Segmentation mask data

== Segment start ==

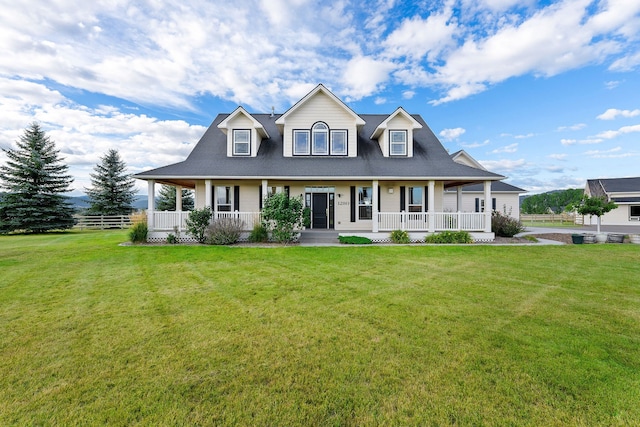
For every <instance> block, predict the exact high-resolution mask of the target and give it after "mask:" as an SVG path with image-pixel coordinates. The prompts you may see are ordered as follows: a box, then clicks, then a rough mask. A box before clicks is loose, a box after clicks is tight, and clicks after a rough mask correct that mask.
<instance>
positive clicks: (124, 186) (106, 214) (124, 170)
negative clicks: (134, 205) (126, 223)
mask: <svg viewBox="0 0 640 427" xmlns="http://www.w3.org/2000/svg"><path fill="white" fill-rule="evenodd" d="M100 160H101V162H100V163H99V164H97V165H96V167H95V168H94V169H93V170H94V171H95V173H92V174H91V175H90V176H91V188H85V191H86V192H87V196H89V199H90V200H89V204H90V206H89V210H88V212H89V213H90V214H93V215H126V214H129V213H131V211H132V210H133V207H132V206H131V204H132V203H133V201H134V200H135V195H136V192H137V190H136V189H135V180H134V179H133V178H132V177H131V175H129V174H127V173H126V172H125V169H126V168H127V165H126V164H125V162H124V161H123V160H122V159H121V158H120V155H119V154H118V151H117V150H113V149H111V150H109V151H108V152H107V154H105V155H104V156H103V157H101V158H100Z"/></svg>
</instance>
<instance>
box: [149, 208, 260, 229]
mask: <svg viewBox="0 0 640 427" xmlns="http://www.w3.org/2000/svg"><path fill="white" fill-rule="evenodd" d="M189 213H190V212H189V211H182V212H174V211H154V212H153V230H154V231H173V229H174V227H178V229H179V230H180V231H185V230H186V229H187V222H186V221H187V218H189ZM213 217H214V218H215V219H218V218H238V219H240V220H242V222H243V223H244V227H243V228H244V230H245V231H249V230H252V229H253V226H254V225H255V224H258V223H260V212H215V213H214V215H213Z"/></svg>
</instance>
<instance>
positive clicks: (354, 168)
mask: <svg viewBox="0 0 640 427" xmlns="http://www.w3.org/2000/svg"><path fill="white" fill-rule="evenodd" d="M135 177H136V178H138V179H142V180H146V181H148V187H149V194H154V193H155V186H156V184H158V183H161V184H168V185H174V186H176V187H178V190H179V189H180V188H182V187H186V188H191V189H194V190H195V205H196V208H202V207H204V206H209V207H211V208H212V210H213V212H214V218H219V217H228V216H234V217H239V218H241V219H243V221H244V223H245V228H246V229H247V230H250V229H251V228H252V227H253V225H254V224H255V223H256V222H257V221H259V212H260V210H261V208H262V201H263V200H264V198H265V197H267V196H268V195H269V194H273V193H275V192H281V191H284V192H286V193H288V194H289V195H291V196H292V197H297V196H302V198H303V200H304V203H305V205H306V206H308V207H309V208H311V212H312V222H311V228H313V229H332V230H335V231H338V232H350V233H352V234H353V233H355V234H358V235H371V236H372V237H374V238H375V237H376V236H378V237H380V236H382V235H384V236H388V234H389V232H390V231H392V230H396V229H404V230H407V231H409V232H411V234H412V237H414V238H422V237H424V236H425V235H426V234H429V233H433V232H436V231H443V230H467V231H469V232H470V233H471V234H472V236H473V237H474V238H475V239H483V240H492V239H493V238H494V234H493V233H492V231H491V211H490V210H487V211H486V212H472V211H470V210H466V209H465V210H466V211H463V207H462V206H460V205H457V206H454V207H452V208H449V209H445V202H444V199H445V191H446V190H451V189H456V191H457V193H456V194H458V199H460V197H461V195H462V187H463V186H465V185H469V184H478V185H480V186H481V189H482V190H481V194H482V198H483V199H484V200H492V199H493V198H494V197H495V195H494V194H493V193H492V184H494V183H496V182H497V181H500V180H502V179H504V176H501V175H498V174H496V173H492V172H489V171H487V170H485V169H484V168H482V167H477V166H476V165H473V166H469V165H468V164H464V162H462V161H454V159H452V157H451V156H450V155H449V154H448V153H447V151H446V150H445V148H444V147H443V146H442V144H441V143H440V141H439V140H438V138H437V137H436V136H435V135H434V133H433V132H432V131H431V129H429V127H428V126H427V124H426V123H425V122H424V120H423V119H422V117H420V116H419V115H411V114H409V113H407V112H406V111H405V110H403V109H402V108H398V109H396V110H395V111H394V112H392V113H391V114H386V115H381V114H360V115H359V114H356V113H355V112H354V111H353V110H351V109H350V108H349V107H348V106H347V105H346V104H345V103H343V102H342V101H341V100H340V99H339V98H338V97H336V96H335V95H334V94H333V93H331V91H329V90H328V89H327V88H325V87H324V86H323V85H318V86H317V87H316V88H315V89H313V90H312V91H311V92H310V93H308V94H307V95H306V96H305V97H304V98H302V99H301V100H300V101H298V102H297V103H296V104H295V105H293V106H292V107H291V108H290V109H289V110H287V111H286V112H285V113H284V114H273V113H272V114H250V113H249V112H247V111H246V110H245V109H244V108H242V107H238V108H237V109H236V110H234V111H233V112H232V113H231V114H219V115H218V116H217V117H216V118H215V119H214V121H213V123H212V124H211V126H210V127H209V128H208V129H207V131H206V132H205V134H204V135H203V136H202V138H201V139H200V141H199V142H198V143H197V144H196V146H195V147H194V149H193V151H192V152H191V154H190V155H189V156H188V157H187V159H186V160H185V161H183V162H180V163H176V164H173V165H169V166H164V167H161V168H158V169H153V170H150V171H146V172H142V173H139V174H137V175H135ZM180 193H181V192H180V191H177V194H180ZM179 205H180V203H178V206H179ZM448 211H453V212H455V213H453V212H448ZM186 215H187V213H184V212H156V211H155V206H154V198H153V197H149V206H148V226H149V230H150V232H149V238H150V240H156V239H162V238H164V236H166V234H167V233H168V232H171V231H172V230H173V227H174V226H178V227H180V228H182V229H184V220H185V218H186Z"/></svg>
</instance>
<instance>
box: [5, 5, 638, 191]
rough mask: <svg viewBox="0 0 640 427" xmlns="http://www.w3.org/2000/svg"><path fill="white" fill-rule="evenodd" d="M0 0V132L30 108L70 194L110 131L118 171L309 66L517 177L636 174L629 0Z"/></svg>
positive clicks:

== Segment end ==

◆ WORK ITEM ◆
Before copying the data, remove the pictures. Then repeat the rest exactly.

◆ ANSWER TO THE EXERCISE ◆
For every <instance> block, predict the exact high-resolution mask of the target and give it after "mask:" as an SVG path with image-pixel coordinates. The prompts you may see are ordered as follows: a box, then clicks, then a rough mask. A box before clicks is loose, a box after clicks is tight, and clicks after a rough mask correct that mask.
<instance>
positive clicks: (124, 186) (106, 214) (124, 170)
negative clicks: (134, 205) (126, 223)
mask: <svg viewBox="0 0 640 427" xmlns="http://www.w3.org/2000/svg"><path fill="white" fill-rule="evenodd" d="M100 160H101V162H100V163H99V164H97V165H96V167H95V168H94V169H93V170H94V171H95V173H92V174H91V175H90V176H91V188H85V191H86V192H87V196H89V199H90V200H89V204H90V206H89V210H88V212H89V213H90V214H93V215H126V214H129V213H131V211H132V210H133V207H132V206H131V204H132V203H133V201H134V200H135V195H136V192H137V190H136V189H135V180H134V179H133V178H132V177H131V175H129V174H127V173H126V172H125V169H126V168H127V165H126V164H125V162H124V161H123V160H122V159H121V158H120V155H119V154H118V151H117V150H113V149H111V150H109V151H108V152H107V154H105V155H104V156H103V157H101V158H100Z"/></svg>
</instance>
<instance>
box: [149, 208, 260, 229]
mask: <svg viewBox="0 0 640 427" xmlns="http://www.w3.org/2000/svg"><path fill="white" fill-rule="evenodd" d="M189 213H190V212H189V211H182V212H174V211H154V212H153V230H154V231H173V229H174V227H178V229H179V230H180V231H185V230H186V229H187V222H186V221H187V218H189ZM213 217H214V218H215V219H218V218H238V219H240V220H242V222H243V223H244V227H243V228H244V230H245V231H249V230H252V229H253V226H254V225H255V224H258V223H260V212H215V213H214V215H213Z"/></svg>
</instance>
<instance>
positive clicks: (354, 168)
mask: <svg viewBox="0 0 640 427" xmlns="http://www.w3.org/2000/svg"><path fill="white" fill-rule="evenodd" d="M135 177H136V178H138V179H142V180H146V181H148V187H149V194H154V193H155V186H156V184H158V183H161V184H168V185H174V186H176V187H178V190H179V189H180V188H182V187H186V188H191V189H194V190H195V205H196V208H202V207H204V206H209V207H211V208H212V210H213V212H214V218H219V217H228V216H234V217H239V218H241V219H243V221H244V223H245V228H246V229H247V230H250V229H251V228H252V227H253V225H254V224H255V223H256V222H257V221H259V212H260V210H261V208H262V201H263V200H264V198H265V197H267V196H268V195H269V194H273V193H275V192H281V191H284V192H286V193H288V194H289V195H291V196H292V197H297V196H302V198H303V200H304V203H305V205H306V206H308V207H309V208H311V212H312V222H311V228H313V229H332V230H335V231H338V232H350V233H352V234H353V233H355V234H358V235H371V236H372V237H374V238H375V237H376V236H378V237H380V236H382V235H384V236H388V234H389V232H390V231H392V230H396V229H404V230H407V231H409V232H411V234H412V237H414V238H422V237H424V236H425V235H426V234H429V233H433V232H436V231H443V230H467V231H469V232H470V233H471V234H472V236H473V237H474V238H475V239H483V240H492V239H493V238H494V234H493V233H492V231H491V211H490V210H487V211H486V212H472V211H470V210H466V209H465V210H466V211H463V207H462V206H460V205H457V206H454V207H452V208H449V209H445V202H444V199H445V191H446V190H451V189H456V191H457V193H456V194H458V199H460V197H461V195H462V187H463V186H465V185H469V184H478V185H480V186H481V189H482V190H481V194H482V198H483V199H484V200H492V199H493V198H494V197H495V195H494V194H493V193H492V184H494V183H496V182H497V181H500V180H502V179H504V176H501V175H498V174H496V173H492V172H489V171H487V170H485V169H484V168H482V167H477V166H476V165H473V166H469V165H468V164H464V162H462V161H454V159H452V157H451V156H450V155H449V154H448V153H447V151H446V150H445V148H444V147H443V146H442V144H441V143H440V141H439V140H438V138H437V137H436V136H435V135H434V133H433V132H432V131H431V129H429V127H428V126H427V124H426V123H425V122H424V120H423V119H422V117H420V116H419V115H411V114H409V113H407V112H406V111H405V110H403V109H402V108H398V109H396V110H395V111H394V112H392V113H391V114H386V115H381V114H360V115H359V114H356V113H355V112H354V111H353V110H351V109H350V108H349V107H348V106H347V105H346V104H345V103H343V102H342V101H341V100H340V99H339V98H338V97H336V96H335V95H334V94H333V93H331V91H329V90H328V89H327V88H325V87H324V86H323V85H318V86H317V87H316V88H315V89H313V90H312V91H311V92H310V93H308V94H307V95H306V96H305V97H304V98H302V99H301V100H300V101H298V102H297V103H296V104H295V105H293V106H292V107H291V108H290V109H289V110H287V111H286V112H285V113H284V114H273V113H272V114H250V113H249V112H247V111H246V110H245V109H244V108H242V107H238V108H237V109H236V110H234V111H233V112H232V113H231V114H219V115H218V116H217V117H216V118H215V119H214V121H213V123H212V124H211V126H210V127H209V128H208V129H207V131H206V132H205V134H204V135H203V136H202V138H201V139H200V141H199V142H198V143H197V144H196V146H195V147H194V149H193V151H192V152H191V154H190V155H189V156H188V157H187V159H186V160H185V161H183V162H180V163H176V164H173V165H169V166H164V167H161V168H158V169H153V170H150V171H146V172H142V173H139V174H137V175H135ZM180 193H181V192H180V191H177V194H180ZM179 205H180V203H178V206H179ZM448 211H453V212H455V213H453V212H448ZM186 215H187V213H184V212H156V211H155V206H154V198H153V197H149V206H148V226H149V230H150V232H149V238H150V240H156V239H162V238H164V236H166V234H167V233H168V232H171V231H172V230H173V227H174V226H178V227H180V228H182V229H184V220H185V218H186Z"/></svg>
</instance>
<instance>
box: [5, 5, 638, 191]
rough mask: <svg viewBox="0 0 640 427" xmlns="http://www.w3.org/2000/svg"><path fill="white" fill-rule="evenodd" d="M0 0V132L30 108L70 194L110 131L118 171L309 66L517 177L636 174L629 0Z"/></svg>
positive clicks:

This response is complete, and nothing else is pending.